◆ Aim of the task: Copy word for word the lines of the records below, starting with the line that contains "the dirt infield" and continuing through the end of the records.

◆ Point placement records:
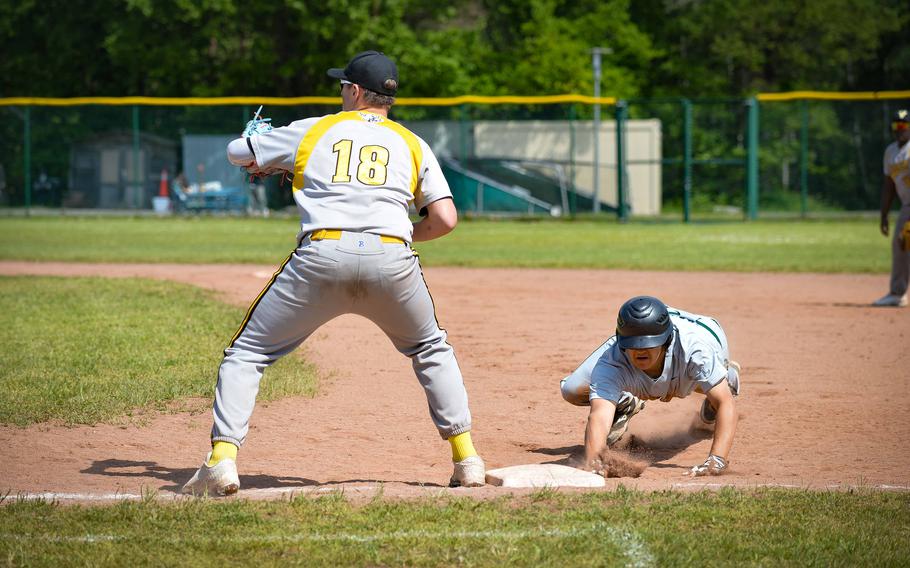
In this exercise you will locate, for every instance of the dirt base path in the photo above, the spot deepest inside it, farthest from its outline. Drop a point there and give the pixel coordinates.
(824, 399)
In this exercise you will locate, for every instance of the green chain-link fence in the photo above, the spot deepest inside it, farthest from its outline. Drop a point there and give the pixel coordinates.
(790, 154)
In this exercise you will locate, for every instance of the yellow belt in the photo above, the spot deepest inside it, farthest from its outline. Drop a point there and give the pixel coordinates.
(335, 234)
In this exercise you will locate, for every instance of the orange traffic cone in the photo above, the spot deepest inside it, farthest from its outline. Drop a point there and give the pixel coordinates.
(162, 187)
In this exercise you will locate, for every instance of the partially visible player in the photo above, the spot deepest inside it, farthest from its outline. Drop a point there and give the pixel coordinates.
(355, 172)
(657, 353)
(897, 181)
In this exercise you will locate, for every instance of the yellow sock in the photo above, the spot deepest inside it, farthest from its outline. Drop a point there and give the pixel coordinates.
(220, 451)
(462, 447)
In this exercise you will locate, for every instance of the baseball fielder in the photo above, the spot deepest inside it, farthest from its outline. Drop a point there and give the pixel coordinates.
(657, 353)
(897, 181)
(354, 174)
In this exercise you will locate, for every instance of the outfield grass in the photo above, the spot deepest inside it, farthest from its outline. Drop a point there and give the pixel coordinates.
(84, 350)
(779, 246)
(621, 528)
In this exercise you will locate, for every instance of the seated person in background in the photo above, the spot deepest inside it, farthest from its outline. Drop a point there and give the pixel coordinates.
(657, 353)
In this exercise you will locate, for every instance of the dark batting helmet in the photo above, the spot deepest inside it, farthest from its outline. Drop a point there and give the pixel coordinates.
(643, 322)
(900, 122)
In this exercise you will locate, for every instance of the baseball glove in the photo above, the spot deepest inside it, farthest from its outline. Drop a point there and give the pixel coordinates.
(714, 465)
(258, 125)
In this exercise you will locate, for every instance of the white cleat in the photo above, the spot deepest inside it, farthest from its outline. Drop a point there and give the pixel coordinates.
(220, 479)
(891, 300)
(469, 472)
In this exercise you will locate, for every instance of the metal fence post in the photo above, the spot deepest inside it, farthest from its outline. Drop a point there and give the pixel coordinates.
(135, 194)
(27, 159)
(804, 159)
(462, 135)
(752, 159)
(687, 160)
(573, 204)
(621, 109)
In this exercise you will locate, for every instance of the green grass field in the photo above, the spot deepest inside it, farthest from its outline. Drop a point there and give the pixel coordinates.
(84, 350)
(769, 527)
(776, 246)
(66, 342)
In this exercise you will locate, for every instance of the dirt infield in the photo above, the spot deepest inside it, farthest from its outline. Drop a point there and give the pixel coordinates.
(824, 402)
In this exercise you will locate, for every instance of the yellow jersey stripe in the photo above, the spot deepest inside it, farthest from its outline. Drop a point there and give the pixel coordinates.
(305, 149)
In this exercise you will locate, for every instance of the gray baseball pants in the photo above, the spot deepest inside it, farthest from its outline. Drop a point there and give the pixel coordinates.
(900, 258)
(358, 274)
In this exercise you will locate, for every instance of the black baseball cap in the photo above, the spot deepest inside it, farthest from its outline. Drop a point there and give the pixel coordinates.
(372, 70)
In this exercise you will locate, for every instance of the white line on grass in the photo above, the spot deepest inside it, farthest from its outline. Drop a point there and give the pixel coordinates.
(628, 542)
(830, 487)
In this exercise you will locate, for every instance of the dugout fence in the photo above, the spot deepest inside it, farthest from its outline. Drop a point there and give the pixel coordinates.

◆ Response:
In this exercise you will locate, for every instance of the dirt infield in the photo above, the spot deepest inside it, farthest from its outline. Drop a point there and give the pixel coordinates.
(824, 402)
In this exercise you will locate, for every instance of the yellow jersey stripe in the photo above, the spot deepest inside it, farthest from its outline. Drop a point there and give the pixel coordinates.
(305, 149)
In this exercise you will locate, for every instance of the gray baseball pants in the photo above, the spot deepest inside it, farthest from its outline. Drop a point there and give the pixel coordinates.
(900, 258)
(358, 274)
In this exercise you will locate, for every instance of the black baseball cap in the photo above, the spot deepest inside it, farthest from its outline. Drop a point there and give the pixel coordinates.
(372, 70)
In this exercise you will locate, for every instance of the white line on grass in the photo above, the spot deepest inside it, farthest from its outline. Drop a point there and give the pixel coordinates.
(628, 542)
(830, 487)
In this exercise you will locate, for every instance of the dugout fence in the photo above, the spot deepest inside it, farthest from its outline. Drop a point there and give the pixel coordinates.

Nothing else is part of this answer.